1.03         In a way, the Republican Revolution sought political freedom for the individual spawning the self-regulating market as its economic corollary.  The Communist Revolution, on the other hand, sought economic freedom for the individual (each according to one’s need) through a centrally controlled Marxist command economy spawning the one-party Leninist state as its political corollary.  Arguably both forms of freedom – political and economic - are needed to realize full human potential.

1.04         Nonetheless, today, with the exception of North Korea and Cuba, no Nation-State on earth subscribes to economic Marxism while the People’s Republic of China struggles to reconcile private property and the market with the political clarity of Leninism (M. Polanyi 1957, 480).  (In this view, conversion is a necessary yet distasteful detour on the road to perfect communism.)  Accordingly, virtually all Nation-States are either current or expectant members of a World Trade Organization (WTO) rooted in the ideology of the marketplace. 

1.05         The word ‘ideology’ has many meanings today (Gerring 1997) but was coined simply enough by Condillac, a contemporary of Adam Smith (1776), to mean ‘the science of ideas’ (OED, ideology, 1a).  Separation of Church and State was critical to both American and French Republican Revolutions.  Creation of a secular ‘science of ideas’, to counter the awe and mystery of religious and metaphysical thought and ritual, was part of a revolutionary agenda designed to overthrow an Ancient Regime of subordination by birth. 

1.06         In the simplest terms, the Republican Revolution was about the individual, the natural Person, as foundation of society, not bloodline.  It found political expression as ‘We, the People’.  It found economic expression as laissez faire (let them make what they want) and laissez passer (let them work where they want) (Rothschild 2001).  In this light, the Communist Revolution, based on class rather than the individual, was a seventy-five year detour off what is a five hundred year Republican freeway towards the increasing ‘individuation’ of the individual.

1.07         Adam Smith published his Wealth of Nations just as the Republican revolution in America (1776) was overthrowing the feudal order of subordination by birth.  The Declaration of Independence (1776) broke with this ancient past with the premise: “We hold these truths to be self-evident, that all men are created equal, that they are endowed by their Creator with certain unalienable Rights, that among these are Life, Liberty and the pursuit of Happiness.”

1.08         This view of the individual as foundation stone of political life was shared by Adam Smith and is consonant with his view of the individual as the basis of economic life.  In his day, however, there was only one life.  Politics and economics were incestuously entangled - political power converted to economic profit and profit to political power.  A regime of privilege in the form of feudal corporations including the Church, guilds, towns and trading corporations was, to Smith, a fundamental impediment to the wealth of nations because it inhibited the individual’s vigorous pursuit of self-interest rather than submissively serving the interests of a lord, lady or other superior born above stairs.   Today, this is called the ‘problem of agency’.

1.09         The individuation of the Person is also mirrored in the Standard Model of economics, alternatively known as the Marshallian, Neoclassical or Perfect Competition model.  In production, it is called ‘the division and specialization of labour’, i.e., of the individual as worker.  In consumption, it is called ‘consumer sovereignty’, i.e., of the individual as consumer of whom it is said “De Gustibus Non Est Disputandum”, i.e., taste is not disputable (Stigler & Becker 1977).  Among economists, this is sometimes called ‘dollar democracy’, voting with dollars in the marketplace rather than ballots at the polls.  Put another way, popular democracy and the self-regulating market are the right and left hands of a Republican Revolution that changed the world.

## ACTIVITY LIST
A – Translate this sentence from the passage on revolution and the market into Spanish: "Separation of Church and State was critical to both American and French Republican Revolutions."
B – Answer these questions from the passage on revolution and the market:
(i) Which two Nation-States are named as the exceptions that still subscribe to economic Marxism?
(ii) Who coined the word "ideology," and what did he mean it to mean?
(iii) How many years long is the Communist Revolution's detour said to have been?
The items after this passage on revolution and the market are separate material with no connection to it.

## MATERIAL SHOWN
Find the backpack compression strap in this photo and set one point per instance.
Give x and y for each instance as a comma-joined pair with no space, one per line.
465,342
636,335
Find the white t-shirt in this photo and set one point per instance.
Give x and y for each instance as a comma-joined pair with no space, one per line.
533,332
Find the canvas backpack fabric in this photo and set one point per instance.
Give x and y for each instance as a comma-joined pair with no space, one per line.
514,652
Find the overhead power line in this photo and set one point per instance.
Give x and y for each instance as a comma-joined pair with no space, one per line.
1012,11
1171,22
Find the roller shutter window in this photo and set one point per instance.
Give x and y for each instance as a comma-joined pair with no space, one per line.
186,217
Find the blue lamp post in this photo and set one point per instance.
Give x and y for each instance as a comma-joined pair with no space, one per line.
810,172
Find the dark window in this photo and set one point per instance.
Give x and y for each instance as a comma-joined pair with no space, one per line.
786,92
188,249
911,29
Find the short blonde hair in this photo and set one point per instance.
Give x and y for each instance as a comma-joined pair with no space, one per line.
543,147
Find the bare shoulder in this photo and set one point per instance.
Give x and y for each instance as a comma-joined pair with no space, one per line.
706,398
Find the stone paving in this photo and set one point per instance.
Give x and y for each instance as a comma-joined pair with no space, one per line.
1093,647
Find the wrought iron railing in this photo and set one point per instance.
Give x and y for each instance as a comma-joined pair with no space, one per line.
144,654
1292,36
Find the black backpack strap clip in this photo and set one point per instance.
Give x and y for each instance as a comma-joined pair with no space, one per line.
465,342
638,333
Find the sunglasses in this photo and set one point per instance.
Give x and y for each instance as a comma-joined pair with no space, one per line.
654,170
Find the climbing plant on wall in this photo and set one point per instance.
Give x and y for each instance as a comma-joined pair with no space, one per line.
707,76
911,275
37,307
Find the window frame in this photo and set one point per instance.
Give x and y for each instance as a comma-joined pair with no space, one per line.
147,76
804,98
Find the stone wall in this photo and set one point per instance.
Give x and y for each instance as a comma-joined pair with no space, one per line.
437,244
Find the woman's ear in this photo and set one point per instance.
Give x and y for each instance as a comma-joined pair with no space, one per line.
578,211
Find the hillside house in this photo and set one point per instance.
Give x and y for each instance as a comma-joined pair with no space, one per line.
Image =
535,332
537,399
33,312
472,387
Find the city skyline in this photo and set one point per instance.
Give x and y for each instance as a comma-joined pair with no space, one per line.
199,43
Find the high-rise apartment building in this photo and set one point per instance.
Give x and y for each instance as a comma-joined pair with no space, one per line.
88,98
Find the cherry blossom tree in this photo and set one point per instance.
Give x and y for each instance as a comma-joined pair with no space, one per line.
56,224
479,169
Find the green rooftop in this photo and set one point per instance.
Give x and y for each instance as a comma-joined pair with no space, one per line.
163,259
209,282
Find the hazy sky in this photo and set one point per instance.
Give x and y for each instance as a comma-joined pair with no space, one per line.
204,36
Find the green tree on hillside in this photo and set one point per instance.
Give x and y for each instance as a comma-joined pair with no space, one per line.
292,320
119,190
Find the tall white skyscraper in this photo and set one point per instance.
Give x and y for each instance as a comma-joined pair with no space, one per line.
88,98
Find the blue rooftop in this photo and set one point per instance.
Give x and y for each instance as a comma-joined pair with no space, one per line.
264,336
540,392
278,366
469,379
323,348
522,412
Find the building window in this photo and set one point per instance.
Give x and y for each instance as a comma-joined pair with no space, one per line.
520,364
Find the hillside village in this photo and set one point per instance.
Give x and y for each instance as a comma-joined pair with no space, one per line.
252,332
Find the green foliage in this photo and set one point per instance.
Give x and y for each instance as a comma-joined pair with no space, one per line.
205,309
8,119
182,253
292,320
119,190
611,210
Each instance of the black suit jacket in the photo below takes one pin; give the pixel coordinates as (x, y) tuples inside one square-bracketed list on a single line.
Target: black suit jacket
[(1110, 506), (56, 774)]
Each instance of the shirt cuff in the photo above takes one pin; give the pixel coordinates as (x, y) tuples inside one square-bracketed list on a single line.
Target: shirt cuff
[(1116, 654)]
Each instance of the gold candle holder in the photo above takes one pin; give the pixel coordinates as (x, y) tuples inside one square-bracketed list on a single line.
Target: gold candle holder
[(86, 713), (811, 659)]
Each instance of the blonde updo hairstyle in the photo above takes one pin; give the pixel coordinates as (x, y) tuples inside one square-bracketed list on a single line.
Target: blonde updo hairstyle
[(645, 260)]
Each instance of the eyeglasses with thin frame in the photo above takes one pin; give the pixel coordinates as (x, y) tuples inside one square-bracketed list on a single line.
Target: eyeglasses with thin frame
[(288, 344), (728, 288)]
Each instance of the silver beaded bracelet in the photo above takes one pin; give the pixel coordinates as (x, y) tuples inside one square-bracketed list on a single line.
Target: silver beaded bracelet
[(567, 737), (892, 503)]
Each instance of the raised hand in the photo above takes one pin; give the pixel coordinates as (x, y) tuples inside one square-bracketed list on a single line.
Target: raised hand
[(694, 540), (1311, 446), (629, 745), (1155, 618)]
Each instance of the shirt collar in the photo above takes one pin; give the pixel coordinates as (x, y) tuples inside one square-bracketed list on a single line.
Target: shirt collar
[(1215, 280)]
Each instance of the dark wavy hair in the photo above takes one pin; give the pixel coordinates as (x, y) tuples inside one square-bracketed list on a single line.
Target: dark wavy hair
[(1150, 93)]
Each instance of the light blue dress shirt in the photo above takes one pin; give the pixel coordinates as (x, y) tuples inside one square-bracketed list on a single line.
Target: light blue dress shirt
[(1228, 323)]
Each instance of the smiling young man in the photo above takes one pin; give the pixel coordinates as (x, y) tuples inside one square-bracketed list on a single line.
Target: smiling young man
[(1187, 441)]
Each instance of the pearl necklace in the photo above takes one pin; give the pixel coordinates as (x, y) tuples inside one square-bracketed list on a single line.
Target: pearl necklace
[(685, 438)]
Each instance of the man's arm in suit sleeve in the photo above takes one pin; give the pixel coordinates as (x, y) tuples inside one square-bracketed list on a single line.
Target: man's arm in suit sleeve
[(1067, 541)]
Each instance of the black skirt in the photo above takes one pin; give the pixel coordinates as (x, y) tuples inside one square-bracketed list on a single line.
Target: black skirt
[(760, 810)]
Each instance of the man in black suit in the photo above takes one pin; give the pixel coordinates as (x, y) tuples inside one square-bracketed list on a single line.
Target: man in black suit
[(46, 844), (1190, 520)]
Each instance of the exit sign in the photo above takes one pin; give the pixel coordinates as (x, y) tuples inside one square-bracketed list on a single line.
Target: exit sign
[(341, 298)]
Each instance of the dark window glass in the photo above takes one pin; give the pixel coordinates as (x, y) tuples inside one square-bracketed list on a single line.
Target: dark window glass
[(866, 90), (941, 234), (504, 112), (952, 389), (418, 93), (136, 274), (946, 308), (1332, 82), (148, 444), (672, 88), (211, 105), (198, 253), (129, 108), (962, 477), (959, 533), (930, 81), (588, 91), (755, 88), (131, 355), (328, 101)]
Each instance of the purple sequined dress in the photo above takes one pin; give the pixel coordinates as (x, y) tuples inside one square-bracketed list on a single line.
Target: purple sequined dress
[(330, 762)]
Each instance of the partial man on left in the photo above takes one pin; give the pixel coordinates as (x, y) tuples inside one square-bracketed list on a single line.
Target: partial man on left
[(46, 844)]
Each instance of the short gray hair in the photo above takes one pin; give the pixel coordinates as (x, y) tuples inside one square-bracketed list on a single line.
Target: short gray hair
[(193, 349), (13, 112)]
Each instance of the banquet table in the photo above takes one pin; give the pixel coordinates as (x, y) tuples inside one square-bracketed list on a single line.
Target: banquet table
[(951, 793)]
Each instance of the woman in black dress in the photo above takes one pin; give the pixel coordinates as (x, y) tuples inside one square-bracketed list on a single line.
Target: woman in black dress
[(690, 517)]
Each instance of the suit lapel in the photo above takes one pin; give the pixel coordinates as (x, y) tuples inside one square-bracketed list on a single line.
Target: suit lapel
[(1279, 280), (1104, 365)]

## EXERCISE SOLUTIONS
A – La separación de la Iglesia y el Estado fue fundamental para las revoluciones republicanas tanto estadounidense como francesa.

B –
(i) North Korea and Cuba.
(ii) Condillac, meaning "the science of ideas."
(iii) Seventy-five years.